Years of DNA testing of an animal shot by a hunter in Cherry Valley, Otsego County, has revealed the first documented case in decades of a wild gray wolf roaming in New York, according to the state Department of Environmental Conservation and New York State Museum researchers.
In December 2021, a deer hunter shot and killed what he thought was a coyote during coyote hunting season. But the male canine weighed 84 pounds – unusually large for a coyote – so the hunter contacted the DEC, setting in motion years of DNA analyses and other testing.
Researchers from the New York State Museum in Albany, Princeton University and the Northeast Ecological Recovery Society recently confirmed the animal was a wild gray wolf. The findings were presented by Jeremy Kirchman, curator of birds and mammals at the museum.

Given records:
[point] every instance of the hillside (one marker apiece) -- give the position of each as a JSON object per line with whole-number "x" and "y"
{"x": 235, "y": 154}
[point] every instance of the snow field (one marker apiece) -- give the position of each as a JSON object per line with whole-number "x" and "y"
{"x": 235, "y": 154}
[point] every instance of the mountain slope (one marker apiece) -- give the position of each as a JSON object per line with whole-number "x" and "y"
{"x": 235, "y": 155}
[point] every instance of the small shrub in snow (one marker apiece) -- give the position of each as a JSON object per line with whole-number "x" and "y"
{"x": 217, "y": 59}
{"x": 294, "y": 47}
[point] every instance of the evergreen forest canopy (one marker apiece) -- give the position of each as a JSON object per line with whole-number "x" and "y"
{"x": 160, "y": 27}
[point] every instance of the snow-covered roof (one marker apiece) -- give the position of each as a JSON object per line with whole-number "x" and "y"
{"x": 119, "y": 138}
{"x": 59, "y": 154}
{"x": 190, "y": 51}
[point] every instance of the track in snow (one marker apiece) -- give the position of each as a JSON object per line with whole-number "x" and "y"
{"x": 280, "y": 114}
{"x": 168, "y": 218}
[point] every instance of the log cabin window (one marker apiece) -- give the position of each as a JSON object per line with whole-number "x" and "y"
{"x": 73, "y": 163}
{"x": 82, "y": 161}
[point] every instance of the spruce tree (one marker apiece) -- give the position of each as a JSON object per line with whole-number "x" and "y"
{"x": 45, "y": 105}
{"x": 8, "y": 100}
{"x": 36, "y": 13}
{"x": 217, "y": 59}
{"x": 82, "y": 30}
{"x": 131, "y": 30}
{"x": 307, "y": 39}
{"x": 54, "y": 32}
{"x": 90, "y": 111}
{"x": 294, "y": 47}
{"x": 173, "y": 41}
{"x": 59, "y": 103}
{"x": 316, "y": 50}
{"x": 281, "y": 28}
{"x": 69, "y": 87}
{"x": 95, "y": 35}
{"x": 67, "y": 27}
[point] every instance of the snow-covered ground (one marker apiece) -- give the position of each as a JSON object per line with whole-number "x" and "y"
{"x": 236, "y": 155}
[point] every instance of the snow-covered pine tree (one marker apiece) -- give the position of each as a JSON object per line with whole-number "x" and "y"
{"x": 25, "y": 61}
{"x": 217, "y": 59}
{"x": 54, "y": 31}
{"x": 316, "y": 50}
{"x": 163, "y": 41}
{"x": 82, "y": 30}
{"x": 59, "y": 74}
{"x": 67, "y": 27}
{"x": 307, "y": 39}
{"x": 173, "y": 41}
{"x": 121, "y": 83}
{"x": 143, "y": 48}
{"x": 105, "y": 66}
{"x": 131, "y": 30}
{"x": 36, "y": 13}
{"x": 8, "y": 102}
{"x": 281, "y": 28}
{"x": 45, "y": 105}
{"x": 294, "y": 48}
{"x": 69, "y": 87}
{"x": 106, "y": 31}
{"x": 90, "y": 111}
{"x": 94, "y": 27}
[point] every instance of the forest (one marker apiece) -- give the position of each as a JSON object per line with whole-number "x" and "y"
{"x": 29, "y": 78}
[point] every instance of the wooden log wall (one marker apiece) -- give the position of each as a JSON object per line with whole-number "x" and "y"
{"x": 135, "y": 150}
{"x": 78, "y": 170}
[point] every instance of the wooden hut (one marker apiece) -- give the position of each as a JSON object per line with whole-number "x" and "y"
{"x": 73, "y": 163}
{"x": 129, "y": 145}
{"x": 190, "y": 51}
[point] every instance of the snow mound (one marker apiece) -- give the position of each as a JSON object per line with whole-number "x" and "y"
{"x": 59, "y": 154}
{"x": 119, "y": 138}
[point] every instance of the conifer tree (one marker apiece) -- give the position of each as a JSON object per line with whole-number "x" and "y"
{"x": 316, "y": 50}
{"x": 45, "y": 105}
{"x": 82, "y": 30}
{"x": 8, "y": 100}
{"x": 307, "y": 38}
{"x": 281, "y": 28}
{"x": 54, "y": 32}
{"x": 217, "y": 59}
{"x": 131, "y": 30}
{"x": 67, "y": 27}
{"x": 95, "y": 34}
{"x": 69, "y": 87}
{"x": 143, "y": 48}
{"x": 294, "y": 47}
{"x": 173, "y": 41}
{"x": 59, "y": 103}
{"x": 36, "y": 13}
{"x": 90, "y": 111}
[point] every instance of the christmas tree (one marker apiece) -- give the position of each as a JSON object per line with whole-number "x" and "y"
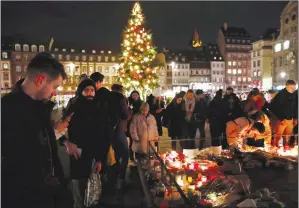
{"x": 137, "y": 69}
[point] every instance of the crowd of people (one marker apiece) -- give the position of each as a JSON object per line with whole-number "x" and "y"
{"x": 96, "y": 123}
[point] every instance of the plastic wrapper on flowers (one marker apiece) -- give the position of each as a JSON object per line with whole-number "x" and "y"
{"x": 93, "y": 190}
{"x": 263, "y": 198}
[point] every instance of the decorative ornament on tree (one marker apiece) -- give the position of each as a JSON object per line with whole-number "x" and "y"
{"x": 138, "y": 54}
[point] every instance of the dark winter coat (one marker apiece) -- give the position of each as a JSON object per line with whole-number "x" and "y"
{"x": 232, "y": 110}
{"x": 154, "y": 106}
{"x": 215, "y": 110}
{"x": 285, "y": 105}
{"x": 118, "y": 110}
{"x": 29, "y": 150}
{"x": 84, "y": 131}
{"x": 176, "y": 115}
{"x": 200, "y": 111}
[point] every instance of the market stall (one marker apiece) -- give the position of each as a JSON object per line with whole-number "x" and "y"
{"x": 195, "y": 178}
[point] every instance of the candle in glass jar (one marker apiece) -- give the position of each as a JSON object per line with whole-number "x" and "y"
{"x": 199, "y": 175}
{"x": 199, "y": 184}
{"x": 191, "y": 167}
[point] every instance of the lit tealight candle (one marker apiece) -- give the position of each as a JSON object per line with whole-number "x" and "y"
{"x": 204, "y": 168}
{"x": 204, "y": 178}
{"x": 199, "y": 184}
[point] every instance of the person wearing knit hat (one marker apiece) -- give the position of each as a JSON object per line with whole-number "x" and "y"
{"x": 84, "y": 132}
{"x": 143, "y": 129}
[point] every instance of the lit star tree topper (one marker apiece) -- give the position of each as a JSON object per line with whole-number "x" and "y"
{"x": 137, "y": 69}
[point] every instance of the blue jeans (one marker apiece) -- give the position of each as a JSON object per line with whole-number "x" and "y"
{"x": 121, "y": 149}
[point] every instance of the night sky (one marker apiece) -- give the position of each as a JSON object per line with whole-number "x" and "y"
{"x": 102, "y": 23}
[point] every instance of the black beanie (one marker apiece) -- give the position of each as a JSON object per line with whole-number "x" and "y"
{"x": 84, "y": 84}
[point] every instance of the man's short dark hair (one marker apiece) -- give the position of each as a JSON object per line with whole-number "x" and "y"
{"x": 290, "y": 82}
{"x": 45, "y": 63}
{"x": 259, "y": 126}
{"x": 97, "y": 77}
{"x": 117, "y": 87}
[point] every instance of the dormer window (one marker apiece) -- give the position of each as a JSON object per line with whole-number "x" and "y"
{"x": 34, "y": 48}
{"x": 18, "y": 47}
{"x": 25, "y": 47}
{"x": 41, "y": 48}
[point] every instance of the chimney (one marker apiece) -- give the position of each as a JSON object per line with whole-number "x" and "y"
{"x": 225, "y": 25}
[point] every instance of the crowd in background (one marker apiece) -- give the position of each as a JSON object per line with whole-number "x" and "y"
{"x": 96, "y": 123}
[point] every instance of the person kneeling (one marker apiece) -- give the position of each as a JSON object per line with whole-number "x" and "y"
{"x": 143, "y": 130}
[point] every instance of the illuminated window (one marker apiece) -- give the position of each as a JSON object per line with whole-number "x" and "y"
{"x": 4, "y": 55}
{"x": 25, "y": 47}
{"x": 277, "y": 47}
{"x": 286, "y": 45}
{"x": 33, "y": 48}
{"x": 18, "y": 47}
{"x": 41, "y": 48}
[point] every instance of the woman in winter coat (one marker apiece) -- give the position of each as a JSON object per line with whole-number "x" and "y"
{"x": 143, "y": 129}
{"x": 134, "y": 103}
{"x": 189, "y": 107}
{"x": 84, "y": 131}
{"x": 157, "y": 110}
{"x": 176, "y": 119}
{"x": 216, "y": 119}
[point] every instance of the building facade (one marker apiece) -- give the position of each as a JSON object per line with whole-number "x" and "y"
{"x": 235, "y": 45}
{"x": 261, "y": 60}
{"x": 217, "y": 66}
{"x": 285, "y": 50}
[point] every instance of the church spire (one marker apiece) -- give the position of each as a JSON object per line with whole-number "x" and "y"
{"x": 196, "y": 42}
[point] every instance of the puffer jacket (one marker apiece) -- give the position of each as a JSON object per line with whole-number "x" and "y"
{"x": 143, "y": 129}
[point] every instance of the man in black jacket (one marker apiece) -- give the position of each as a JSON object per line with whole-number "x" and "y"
{"x": 285, "y": 107}
{"x": 199, "y": 116}
{"x": 31, "y": 171}
{"x": 119, "y": 113}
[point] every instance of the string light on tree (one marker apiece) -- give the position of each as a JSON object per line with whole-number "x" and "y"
{"x": 138, "y": 54}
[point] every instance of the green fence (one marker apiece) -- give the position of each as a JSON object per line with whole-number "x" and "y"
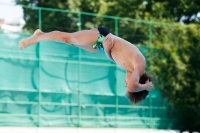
{"x": 53, "y": 84}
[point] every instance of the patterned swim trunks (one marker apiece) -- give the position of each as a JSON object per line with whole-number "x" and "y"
{"x": 99, "y": 43}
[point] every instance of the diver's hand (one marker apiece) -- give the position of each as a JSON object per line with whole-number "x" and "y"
{"x": 148, "y": 85}
{"x": 109, "y": 39}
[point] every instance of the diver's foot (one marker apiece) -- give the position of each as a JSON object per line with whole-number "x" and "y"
{"x": 28, "y": 41}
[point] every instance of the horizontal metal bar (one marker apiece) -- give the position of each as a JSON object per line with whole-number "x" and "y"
{"x": 93, "y": 14}
{"x": 88, "y": 117}
{"x": 83, "y": 104}
{"x": 18, "y": 102}
{"x": 64, "y": 92}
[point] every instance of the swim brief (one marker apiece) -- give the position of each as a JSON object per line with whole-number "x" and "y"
{"x": 103, "y": 32}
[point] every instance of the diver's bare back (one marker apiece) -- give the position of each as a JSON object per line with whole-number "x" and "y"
{"x": 126, "y": 55}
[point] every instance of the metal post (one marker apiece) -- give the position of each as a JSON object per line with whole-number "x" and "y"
{"x": 116, "y": 94}
{"x": 39, "y": 68}
{"x": 150, "y": 96}
{"x": 79, "y": 75}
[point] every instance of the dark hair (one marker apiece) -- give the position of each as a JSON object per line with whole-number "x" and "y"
{"x": 136, "y": 97}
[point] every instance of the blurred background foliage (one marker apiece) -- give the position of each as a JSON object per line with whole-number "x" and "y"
{"x": 174, "y": 54}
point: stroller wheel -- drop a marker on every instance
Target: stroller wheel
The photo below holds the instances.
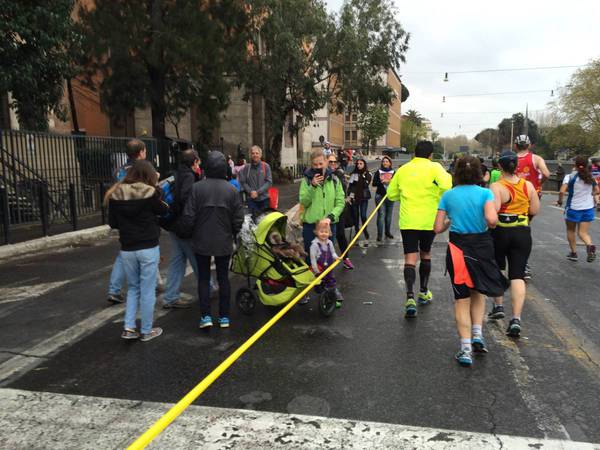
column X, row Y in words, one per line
column 246, row 300
column 327, row 302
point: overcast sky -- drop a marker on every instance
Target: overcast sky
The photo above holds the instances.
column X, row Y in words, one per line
column 450, row 36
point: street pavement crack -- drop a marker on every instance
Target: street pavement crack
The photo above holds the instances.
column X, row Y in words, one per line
column 490, row 411
column 26, row 355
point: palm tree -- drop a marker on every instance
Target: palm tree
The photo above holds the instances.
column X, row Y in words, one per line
column 415, row 117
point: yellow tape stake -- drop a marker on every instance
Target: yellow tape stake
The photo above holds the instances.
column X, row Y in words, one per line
column 189, row 398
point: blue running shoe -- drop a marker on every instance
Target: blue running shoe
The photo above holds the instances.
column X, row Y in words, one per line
column 478, row 344
column 205, row 322
column 410, row 308
column 424, row 298
column 514, row 328
column 464, row 358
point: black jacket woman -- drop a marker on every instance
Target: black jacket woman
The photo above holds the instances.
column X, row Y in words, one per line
column 359, row 193
column 213, row 216
column 381, row 181
column 134, row 205
column 346, row 219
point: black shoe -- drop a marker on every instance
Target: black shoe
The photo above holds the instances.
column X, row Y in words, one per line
column 115, row 299
column 572, row 256
column 514, row 328
column 497, row 312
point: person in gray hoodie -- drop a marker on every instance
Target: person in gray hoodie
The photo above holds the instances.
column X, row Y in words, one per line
column 256, row 179
column 212, row 217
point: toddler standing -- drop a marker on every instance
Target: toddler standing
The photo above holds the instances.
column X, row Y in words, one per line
column 322, row 255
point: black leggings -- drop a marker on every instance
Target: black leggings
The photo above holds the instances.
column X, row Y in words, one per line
column 512, row 244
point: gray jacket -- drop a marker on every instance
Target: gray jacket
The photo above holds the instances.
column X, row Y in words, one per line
column 214, row 213
column 256, row 177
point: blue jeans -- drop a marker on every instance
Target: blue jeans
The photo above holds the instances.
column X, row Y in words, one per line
column 359, row 210
column 117, row 277
column 384, row 216
column 308, row 234
column 141, row 267
column 222, row 265
column 181, row 253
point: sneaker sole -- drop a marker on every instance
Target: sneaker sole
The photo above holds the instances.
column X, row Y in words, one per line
column 479, row 348
column 410, row 313
column 496, row 316
column 514, row 332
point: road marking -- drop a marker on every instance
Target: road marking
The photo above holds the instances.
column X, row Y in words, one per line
column 16, row 294
column 47, row 420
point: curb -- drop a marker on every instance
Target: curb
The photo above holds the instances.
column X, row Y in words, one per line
column 62, row 240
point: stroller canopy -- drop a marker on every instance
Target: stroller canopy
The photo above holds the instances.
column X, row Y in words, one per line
column 274, row 220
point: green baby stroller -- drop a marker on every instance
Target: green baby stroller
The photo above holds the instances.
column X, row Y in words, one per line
column 278, row 279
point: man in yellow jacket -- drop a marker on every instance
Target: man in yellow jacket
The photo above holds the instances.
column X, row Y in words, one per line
column 418, row 185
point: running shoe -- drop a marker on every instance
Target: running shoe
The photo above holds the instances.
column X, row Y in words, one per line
column 424, row 298
column 572, row 256
column 514, row 328
column 410, row 308
column 205, row 322
column 527, row 276
column 591, row 249
column 464, row 358
column 348, row 264
column 478, row 344
column 115, row 299
column 497, row 312
column 128, row 333
column 154, row 332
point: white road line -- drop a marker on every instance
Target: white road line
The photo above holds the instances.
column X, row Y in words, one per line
column 47, row 420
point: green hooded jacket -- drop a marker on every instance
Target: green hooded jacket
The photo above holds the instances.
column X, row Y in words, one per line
column 326, row 200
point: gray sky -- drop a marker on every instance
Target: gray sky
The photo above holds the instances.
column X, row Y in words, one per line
column 463, row 35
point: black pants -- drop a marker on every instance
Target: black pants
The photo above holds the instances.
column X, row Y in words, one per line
column 222, row 263
column 340, row 235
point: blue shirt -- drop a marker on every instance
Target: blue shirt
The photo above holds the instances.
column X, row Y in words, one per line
column 464, row 206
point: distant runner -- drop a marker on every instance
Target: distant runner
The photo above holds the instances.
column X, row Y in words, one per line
column 418, row 185
column 582, row 196
column 516, row 201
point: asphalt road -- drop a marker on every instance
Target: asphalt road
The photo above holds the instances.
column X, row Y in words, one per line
column 364, row 363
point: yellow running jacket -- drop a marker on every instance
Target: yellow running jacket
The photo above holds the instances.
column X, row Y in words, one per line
column 419, row 185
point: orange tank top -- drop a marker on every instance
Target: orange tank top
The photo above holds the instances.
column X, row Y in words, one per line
column 518, row 205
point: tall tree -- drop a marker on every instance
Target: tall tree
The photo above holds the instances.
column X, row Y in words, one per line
column 305, row 59
column 373, row 124
column 36, row 59
column 488, row 138
column 580, row 99
column 166, row 54
column 517, row 122
column 415, row 117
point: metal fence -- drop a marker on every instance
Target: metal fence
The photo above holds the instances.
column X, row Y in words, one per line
column 49, row 179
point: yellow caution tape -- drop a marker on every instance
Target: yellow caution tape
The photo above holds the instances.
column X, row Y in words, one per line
column 186, row 401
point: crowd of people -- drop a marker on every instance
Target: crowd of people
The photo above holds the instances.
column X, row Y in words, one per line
column 488, row 213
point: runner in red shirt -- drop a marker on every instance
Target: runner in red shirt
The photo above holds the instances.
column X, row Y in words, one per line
column 531, row 168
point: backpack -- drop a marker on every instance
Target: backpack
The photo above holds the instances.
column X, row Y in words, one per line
column 167, row 186
column 571, row 188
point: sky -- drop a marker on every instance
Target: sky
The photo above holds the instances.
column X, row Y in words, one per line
column 465, row 35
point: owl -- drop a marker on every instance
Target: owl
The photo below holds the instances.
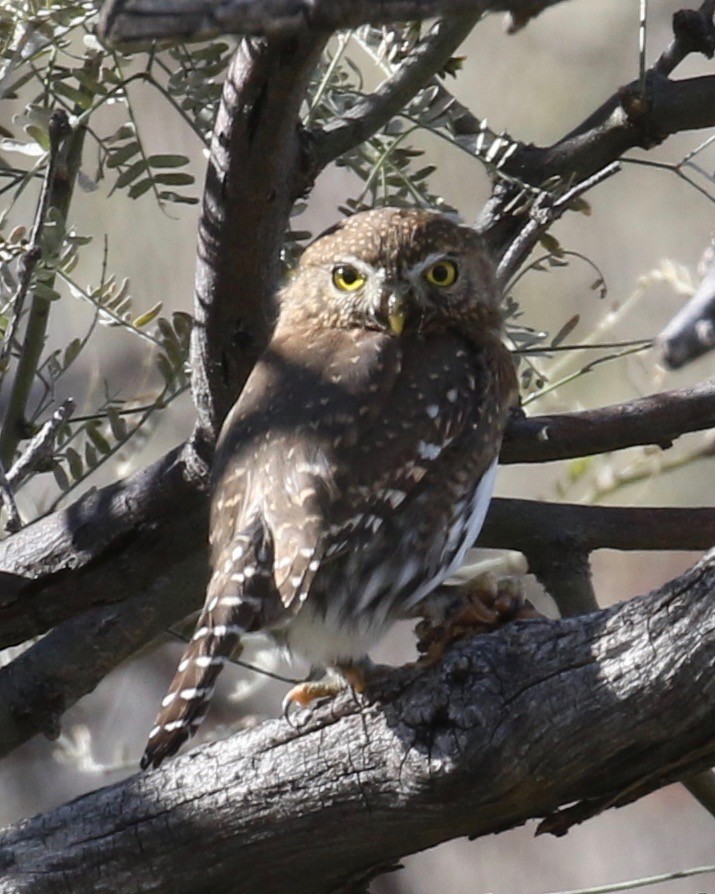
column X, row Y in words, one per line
column 356, row 468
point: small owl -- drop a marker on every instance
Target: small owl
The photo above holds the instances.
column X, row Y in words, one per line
column 356, row 468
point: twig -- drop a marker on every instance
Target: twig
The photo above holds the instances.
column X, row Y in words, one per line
column 542, row 214
column 691, row 332
column 40, row 447
column 693, row 32
column 59, row 129
column 128, row 21
column 531, row 526
column 643, row 882
column 375, row 110
column 14, row 522
column 658, row 419
column 61, row 189
column 565, row 574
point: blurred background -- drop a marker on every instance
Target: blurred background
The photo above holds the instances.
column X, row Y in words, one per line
column 646, row 233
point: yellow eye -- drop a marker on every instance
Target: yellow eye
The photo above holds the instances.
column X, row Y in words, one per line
column 347, row 278
column 442, row 274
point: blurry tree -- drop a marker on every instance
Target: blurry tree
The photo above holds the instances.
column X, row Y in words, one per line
column 559, row 719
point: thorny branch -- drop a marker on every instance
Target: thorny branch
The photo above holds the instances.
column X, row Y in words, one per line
column 605, row 702
column 691, row 332
column 105, row 546
column 130, row 21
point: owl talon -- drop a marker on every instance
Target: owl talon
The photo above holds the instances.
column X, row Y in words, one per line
column 484, row 605
column 305, row 694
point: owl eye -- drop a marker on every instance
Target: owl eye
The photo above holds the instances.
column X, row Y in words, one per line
column 442, row 274
column 347, row 278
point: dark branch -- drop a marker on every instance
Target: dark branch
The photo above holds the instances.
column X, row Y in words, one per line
column 531, row 526
column 131, row 21
column 658, row 419
column 44, row 681
column 605, row 702
column 256, row 159
column 691, row 332
column 376, row 109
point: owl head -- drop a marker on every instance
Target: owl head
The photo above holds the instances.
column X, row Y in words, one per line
column 395, row 269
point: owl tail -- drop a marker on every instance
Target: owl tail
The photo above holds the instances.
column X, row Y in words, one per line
column 217, row 635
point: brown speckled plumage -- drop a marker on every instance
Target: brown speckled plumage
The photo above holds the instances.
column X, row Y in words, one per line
column 356, row 467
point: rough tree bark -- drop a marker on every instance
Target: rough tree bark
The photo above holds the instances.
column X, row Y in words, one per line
column 465, row 748
column 379, row 780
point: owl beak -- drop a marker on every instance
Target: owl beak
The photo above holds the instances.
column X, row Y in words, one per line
column 397, row 311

Prompt 1:
According to the gray wolf text, why did the hunter contact the DEC about the animal he shot?
Prompt 2:
Answer these questions from the gray wolf text.
(a) In what place was the animal shot?
(b) In what month and year was it killed?
(c) Who presented the findings, and what is his position?
Prompt 3:
List every institution whose researchers, according to the gray wolf text, confirmed that the animal was a wild gray wolf.

Response area 1:
The hunter had taken the animal for a coyote, but the male canine weighed 84 pounds, which is unusually large for a coyote. That prompted him to contact the DEC.

Response area 2:
(a) Cherry Valley, Otsego County, New York
(b) December 2021
(c) Jeremy Kirchman, curator of birds and mammals at the New York State Museum

Response area 3:
- New York State Museum in Albany
- Princeton University
- Northeast Ecological Recovery Society